§ **What this task involves**: Can you repeat the lines of every item below, substituting "coarse mask" for "rough mask" wherever it occurs and leaving everything else unchanged?

Saved data entries:
== Segment start ==

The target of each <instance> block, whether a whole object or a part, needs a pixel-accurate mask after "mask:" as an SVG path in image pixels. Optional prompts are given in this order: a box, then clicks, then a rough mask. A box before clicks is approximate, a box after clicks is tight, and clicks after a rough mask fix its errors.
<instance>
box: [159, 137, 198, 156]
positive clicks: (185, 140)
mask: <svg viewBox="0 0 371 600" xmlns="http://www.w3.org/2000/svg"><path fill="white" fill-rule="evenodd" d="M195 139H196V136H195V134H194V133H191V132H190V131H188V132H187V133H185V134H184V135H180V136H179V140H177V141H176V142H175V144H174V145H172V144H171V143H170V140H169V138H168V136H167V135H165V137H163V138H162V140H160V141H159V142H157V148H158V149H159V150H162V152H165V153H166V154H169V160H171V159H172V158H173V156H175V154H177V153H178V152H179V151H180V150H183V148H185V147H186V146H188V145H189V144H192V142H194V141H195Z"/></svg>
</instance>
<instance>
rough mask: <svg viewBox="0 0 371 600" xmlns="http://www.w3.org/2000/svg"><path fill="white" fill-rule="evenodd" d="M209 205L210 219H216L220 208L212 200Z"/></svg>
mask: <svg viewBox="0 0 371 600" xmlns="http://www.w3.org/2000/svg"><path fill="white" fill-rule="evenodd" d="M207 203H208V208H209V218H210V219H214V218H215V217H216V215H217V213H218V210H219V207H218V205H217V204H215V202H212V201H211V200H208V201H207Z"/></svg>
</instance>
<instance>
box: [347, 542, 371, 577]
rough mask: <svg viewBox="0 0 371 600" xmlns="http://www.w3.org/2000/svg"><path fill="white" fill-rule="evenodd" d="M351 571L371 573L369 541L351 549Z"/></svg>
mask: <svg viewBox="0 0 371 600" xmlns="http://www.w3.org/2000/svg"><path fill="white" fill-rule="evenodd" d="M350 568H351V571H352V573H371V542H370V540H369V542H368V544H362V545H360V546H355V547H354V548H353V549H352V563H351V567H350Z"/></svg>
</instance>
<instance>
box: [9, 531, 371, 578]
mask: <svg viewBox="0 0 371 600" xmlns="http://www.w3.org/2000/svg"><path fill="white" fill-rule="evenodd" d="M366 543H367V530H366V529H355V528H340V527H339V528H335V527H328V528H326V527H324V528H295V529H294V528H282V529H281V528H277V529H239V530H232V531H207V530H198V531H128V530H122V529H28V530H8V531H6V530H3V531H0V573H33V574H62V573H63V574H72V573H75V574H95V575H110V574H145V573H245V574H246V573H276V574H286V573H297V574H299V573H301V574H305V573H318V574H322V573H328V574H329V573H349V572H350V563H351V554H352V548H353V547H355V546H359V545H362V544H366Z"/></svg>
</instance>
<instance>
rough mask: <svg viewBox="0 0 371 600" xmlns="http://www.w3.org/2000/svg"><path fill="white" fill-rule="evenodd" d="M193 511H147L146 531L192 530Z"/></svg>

== Segment end ==

§ **Result of the task**:
The target of each <instance> block, whether a whole object or a part, needs a pixel-accurate mask after "mask:" as an SVG path in image pixels. Optional prompts are given in this order: a box, then clicks, then a coarse mask. A box before clicks is approximate, a box after clicks is tight, and clicks after a coarse mask fix its errors.
<instance>
box: [159, 137, 198, 156]
positive clicks: (185, 140)
mask: <svg viewBox="0 0 371 600" xmlns="http://www.w3.org/2000/svg"><path fill="white" fill-rule="evenodd" d="M195 139H196V136H195V134H194V133H191V132H190V131H188V132H187V133H185V134H184V135H180V136H179V140H177V141H176V142H175V144H174V145H172V144H171V143H170V140H169V138H168V136H167V135H165V137H163V138H162V140H160V141H159V142H157V148H158V149H159V150H162V152H165V153H166V154H169V160H171V159H172V158H173V156H175V154H177V153H178V152H179V151H180V150H183V148H185V147H186V146H188V145H189V144H192V142H194V141H195Z"/></svg>
</instance>
<instance>
coarse mask: <svg viewBox="0 0 371 600" xmlns="http://www.w3.org/2000/svg"><path fill="white" fill-rule="evenodd" d="M209 205L210 219H216L220 208L212 200Z"/></svg>
mask: <svg viewBox="0 0 371 600" xmlns="http://www.w3.org/2000/svg"><path fill="white" fill-rule="evenodd" d="M207 203H208V208H209V218H210V219H214V218H215V217H216V215H217V213H218V210H219V207H218V205H217V204H215V202H212V201H211V200H208V201H207Z"/></svg>
</instance>
<instance>
box: [347, 542, 371, 577]
coarse mask: <svg viewBox="0 0 371 600" xmlns="http://www.w3.org/2000/svg"><path fill="white" fill-rule="evenodd" d="M351 571L371 573L369 541L351 549Z"/></svg>
mask: <svg viewBox="0 0 371 600" xmlns="http://www.w3.org/2000/svg"><path fill="white" fill-rule="evenodd" d="M350 568H351V571H352V573H371V542H370V540H369V542H368V544H362V545H360V546H355V547H354V548H353V549H352V563H351V567H350Z"/></svg>
</instance>
<instance>
box: [9, 531, 371, 578]
mask: <svg viewBox="0 0 371 600" xmlns="http://www.w3.org/2000/svg"><path fill="white" fill-rule="evenodd" d="M366 543H367V530H366V529H355V528H340V527H339V528H335V527H328V528H326V527H324V528H295V529H294V528H282V529H281V528H277V529H239V530H232V531H207V530H198V531H128V530H122V529H28V530H8V531H6V530H3V531H0V573H33V574H62V573H63V574H72V573H75V574H95V575H110V574H145V573H245V574H246V573H276V574H286V573H297V574H299V573H301V574H305V573H318V574H322V573H328V574H329V573H349V572H350V563H351V554H352V548H353V547H355V546H359V545H362V544H366Z"/></svg>
</instance>
<instance>
coarse mask: <svg viewBox="0 0 371 600" xmlns="http://www.w3.org/2000/svg"><path fill="white" fill-rule="evenodd" d="M193 511H147L146 531L192 530Z"/></svg>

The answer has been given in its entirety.